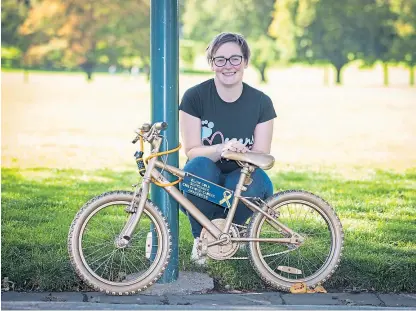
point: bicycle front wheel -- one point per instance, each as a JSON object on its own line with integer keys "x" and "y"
{"x": 313, "y": 261}
{"x": 99, "y": 259}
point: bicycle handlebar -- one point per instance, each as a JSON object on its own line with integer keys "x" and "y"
{"x": 151, "y": 130}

====

### [Your task]
Every line of text is to be repeated exactly; pictures are left out.

### [Reply]
point: bicycle front wheel -- one point per instance, each as a JSON object on its own line with integer keys "x" and "y"
{"x": 313, "y": 261}
{"x": 99, "y": 259}
point: bicycle handlebar -- one point per instance, each as a JSON object on its own line with integer keys "x" and "y"
{"x": 151, "y": 130}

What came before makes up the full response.